====== TEXT BLOCK ======
Baselines: Three groups: Frontier foundation models (e.g., GPT-5 High), open-source trained agents ≥30B (e.g., Tongyi-DR-30B), and open-source small agents ≤9B (e.g., AgentCPM-Explore-4B).
Implementation: Backbone: Qwen3-4B-Thinking-2507. Tools: Search (Serper/Google API) and Browse (Jina + Qwen3-30B summarization).

3.2 Main Results

Table 1: Overall performance comparison on six widely used deep research benchmarks.

Model	BrowseComp	BrowseComp-ZH	GAIA (Text-Only)	xBench-DS-2505	xBench-DS-2510	DeepSearchQA
Foundation Models
DeepSeek-V3.2	67.6	65.0	75.1	78.0	55.7	60.9
GPT-5 High	54.9	65.0	76.4	77.8	75.0	79.0
Trained Agents (≥ 30B)
Tongyi-DR-30B	43.4	46.7	70.9	75.0	55.0	–
REDSearcher-30B-A3B	42.1	49.8	80.1	–	–	–
Trained Agents (≤ 9B)
AgentCPM-Explore-4B	24.1	29.1	63.9	70.0	34.0	32.8
DR-Venus-4B-SFT	26.8	35.7	65.4	69.0	35.3	37.7
DR-Venus-4B-RL	29.1	37.7	64.4	74.7	40.7	39.6

Key Findings:

Strong SFT Baseline: DR-Venus-4B-SFT already outperforms prior ≤9B agents on most benchmarks (e.g., +2.7 over AgentCPM-Explore-4B on BrowseComp).
RL Unlocks Further Gains: Agentic RL (IGPO) improves over SFT on five of six benchmarks (e.g., +5.7 on xBench-DS-2505), establishing a new SOTA among small agents.
Narrowing the Scale Gap: Despite its 4B size, DR-Venus matches or exceeds several 30B-scale systems on individual benchmarks (e.g., surpasses OpenResearcher-30B-A3B on all reported benchmarks).

3.3 Ablation Study

Table 2: Ablation study on BrowseComp and BrowseComp-ZH.

Model	Training	BrowseComp	BrowseComp-ZH
REDSearcher-30B-A3B (SFT)	SFT	34.7	26.8
DR-Venus-4B-SFT (w/o Resampling)	SFT	22.8	33.9
DR-Venus-4B-SFT (w/ Resampling, Ours)	SFT	26.8 (+4.0)	35.7 (+1.8)
DR-Venus-4B-RL (w/ GRPO)	SFT+RL	25.3 (-1.5)	35.6 (-0.1)
====== DATASET CONTENT ======
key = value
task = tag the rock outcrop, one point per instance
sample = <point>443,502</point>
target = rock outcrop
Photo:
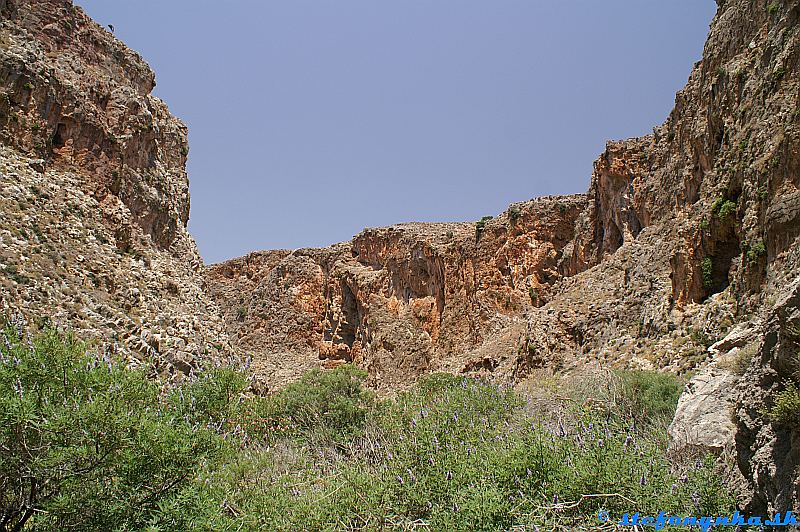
<point>672,260</point>
<point>94,193</point>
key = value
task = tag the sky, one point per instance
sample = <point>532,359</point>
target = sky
<point>312,119</point>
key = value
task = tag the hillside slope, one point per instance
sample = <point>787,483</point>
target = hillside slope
<point>94,196</point>
<point>683,255</point>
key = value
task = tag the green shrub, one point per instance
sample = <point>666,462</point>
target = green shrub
<point>707,270</point>
<point>324,405</point>
<point>649,395</point>
<point>86,444</point>
<point>723,207</point>
<point>756,251</point>
<point>451,453</point>
<point>479,227</point>
<point>534,295</point>
<point>786,405</point>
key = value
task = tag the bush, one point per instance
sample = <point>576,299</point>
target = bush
<point>648,395</point>
<point>756,251</point>
<point>707,269</point>
<point>324,405</point>
<point>86,444</point>
<point>479,226</point>
<point>786,406</point>
<point>457,453</point>
<point>723,207</point>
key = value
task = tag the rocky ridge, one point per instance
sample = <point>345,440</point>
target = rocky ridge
<point>94,194</point>
<point>679,257</point>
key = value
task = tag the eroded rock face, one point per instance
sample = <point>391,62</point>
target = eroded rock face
<point>683,235</point>
<point>76,97</point>
<point>401,300</point>
<point>94,194</point>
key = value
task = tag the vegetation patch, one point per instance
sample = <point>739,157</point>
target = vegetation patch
<point>87,444</point>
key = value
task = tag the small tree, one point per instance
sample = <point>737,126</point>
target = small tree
<point>86,444</point>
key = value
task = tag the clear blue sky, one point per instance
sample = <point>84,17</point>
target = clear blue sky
<point>309,120</point>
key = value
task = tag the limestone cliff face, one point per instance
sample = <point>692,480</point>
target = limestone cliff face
<point>678,258</point>
<point>94,194</point>
<point>400,300</point>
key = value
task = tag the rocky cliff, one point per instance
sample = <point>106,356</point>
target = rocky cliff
<point>681,256</point>
<point>94,197</point>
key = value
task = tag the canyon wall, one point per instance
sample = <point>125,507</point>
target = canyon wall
<point>94,196</point>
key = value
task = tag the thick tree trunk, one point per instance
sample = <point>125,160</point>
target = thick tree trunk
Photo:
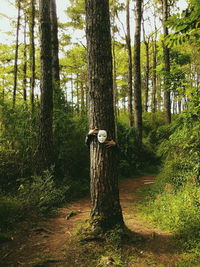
======
EXPLORE THE MATERIAL =
a: Answer these questions from the DR-Venus text:
(i) What backbone model does the implementation use?
(ii) Which two benchmarks does the ablation study cover?
(iii) What score does DR-Venus-4B-RL reach on GAIA (Text-Only)?
b: Rewrite the DR-Venus text starting at "Baselines: Three groups: Frontier" and ending at "deep research benchmarks.", swapping "Serper" for "Bing".
The items have no connection to the DR-Venus text.

ANSWERS FOR THE TASKS =
a:
(i) Qwen3-4B-Thinking-2507
(ii) BrowseComp and BrowseComp-ZH
(iii) 64.4

b:
Baselines: Three groups: Frontier foundation models (e.g., GPT-5 High), open-source trained agents ≥30B (e.g., Tongyi-DR-30B), and open-source small agents ≤9B (e.g., AgentCPM-Explore-4B).
Implementation: Backbone: Qwen3-4B-Thinking-2507. Tools: Search (Bing/Google API) and Browse (Jina + Qwen3-30B summarization).

3.2 Main Results

Table 1: Overall performance comparison on six widely used deep research benchmarks.